- **Énoncé 1**: Dans l'entretien sur l'album Sans Frontières, qui a assuré la coordination générale du projet ?

- **Texte donné**:
◆ ◆ ◆
Au printemps 2014, le duo d’I Woks Sound sortait son premier album original, intitulé Sans Frontières. Pour les concerts qui ont suivi, Seb et Gérald s’entourent du Reggae Mylitis Band, haussant aussi d’un cran leurs prestations scéniques. Retour sur une année musicale bien rythmée.

Il y a un an et demi est sorti votre premier opus, Sans Frontières, après les street albums Histoire de Dire et Trankill. Quels en sont les souvenirs marquants ?
Concernant ce nouvel album Sans Frontières, il est évident que nous l’avons réalisé avec beaucoup plus de professionnalisme que les précédents. Que ce soit pour la partie musicale, l’écriture des textes et les thèmes abordés, ce projet devait asseoir nos dix ans d’exercice. Les moments passés avec les personnes qui ont participé à la confection des morceaux (Jah Gaia, Sugar Lady, Digital Cut, Kibaye, ManuDigital…) restent inoubliables ! Spécialement avec Tony Bakk de St. Etienne qui a géré la coordination générale du projet. Pour fêter la sortie de l’album, nous étions programmés au Fil de St. Etienne, en première partie de Barrington Levy, pour le City Youth Festival. C’était la première date du Sans Frontières Tour avec notre formule live band. Les CDs étaient arrivés la veille à la maison. Nous avions hâte de monter sur scène pour jouer nos nouveaux titres. La salle était pleine et l’ambiance incroyable !

Quels ont été les premiers retours que vous avez reçus sur l’album ?
Les premiers retours ont été très positifs. Nous avons eu de nombreuses critiques encourageantes venant des professionnels et de nos fans. Les nouveaux sons ont été bien reçus. Nous avions enfin des riddims personnalisés.

Avec un peu de recul, y a-t-il des choses que vous changeriez sur cet album ?
Nous avons mis environ un an à le réaliser, à suivre chaque étape de près. Avec le recul, on pourrait toujours y apporter des améliorations, mais nous sommes fiers du résultat dans l’ensemble.

Comment avez-vous préparé les concerts qui ont suivi ?
Nous nous sommes associés avec le Reggae Mylitis Band de Grenoble pour proposer un spectacle arrangé en mélangeant nos nouveaux titres avec les anciens. Nous avons beaucoup répété pour préparer au mieux cette tournée. Cette nouvelle façon de travailler, avec sept musiciens, nous donne de nombreuses possibilités artistiques et nous permet de proposer un rendu scénique de qualité.

Combien de dates avez-vous faites depuis la sortie de l’album ?
◆ ◆ ◆
- **Données sources**:
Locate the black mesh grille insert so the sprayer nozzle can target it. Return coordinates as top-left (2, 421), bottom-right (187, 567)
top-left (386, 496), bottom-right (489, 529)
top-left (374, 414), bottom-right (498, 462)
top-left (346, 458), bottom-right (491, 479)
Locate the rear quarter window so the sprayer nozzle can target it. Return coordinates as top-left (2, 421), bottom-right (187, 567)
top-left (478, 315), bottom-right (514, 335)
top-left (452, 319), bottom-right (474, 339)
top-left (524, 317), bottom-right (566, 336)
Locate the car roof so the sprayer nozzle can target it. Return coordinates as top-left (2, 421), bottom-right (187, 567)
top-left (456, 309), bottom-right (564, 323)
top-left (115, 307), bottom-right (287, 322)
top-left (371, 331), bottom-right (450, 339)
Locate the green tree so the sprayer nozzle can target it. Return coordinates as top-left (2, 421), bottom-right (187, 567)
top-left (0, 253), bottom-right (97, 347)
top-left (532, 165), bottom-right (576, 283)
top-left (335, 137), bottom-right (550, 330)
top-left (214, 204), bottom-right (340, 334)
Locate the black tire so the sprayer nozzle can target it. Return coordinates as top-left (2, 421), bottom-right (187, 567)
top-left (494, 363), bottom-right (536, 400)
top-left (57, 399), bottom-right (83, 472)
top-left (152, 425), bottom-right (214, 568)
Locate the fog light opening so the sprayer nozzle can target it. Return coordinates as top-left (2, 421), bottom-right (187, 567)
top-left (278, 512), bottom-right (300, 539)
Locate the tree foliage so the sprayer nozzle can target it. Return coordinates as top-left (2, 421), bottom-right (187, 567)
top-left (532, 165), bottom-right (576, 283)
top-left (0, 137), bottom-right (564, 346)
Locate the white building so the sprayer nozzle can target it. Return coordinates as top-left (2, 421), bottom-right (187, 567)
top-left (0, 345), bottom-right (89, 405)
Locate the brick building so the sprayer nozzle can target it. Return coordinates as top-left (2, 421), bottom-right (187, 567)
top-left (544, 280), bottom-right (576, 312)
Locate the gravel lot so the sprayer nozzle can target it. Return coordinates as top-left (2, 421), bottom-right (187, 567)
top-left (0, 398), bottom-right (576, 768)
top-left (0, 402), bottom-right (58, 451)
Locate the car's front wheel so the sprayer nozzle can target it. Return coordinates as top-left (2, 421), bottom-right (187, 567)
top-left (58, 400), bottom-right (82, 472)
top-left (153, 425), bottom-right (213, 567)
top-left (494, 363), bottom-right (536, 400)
◆ ◆ ◆
- **Énoncé 2**: Renommez « gravel lot » en « dirt lot » dans les lignes de données qui commencent à la ligne contenant « Locate the gravel » et se terminent à celle contenant « top-left (0, 402), bottom-right (58, 451) ». Redonnez uniquement ces lignes, tout le reste inchangé.

- **Réponse complète 1**: Tony Bakk, de St. Etienne.

- **Réponse complète 2**:
Locate the dirt lot so the sprayer nozzle can target it. Return coordinates as top-left (2, 421), bottom-right (187, 567)
top-left (0, 398), bottom-right (576, 768)
top-left (0, 402), bottom-right (58, 451)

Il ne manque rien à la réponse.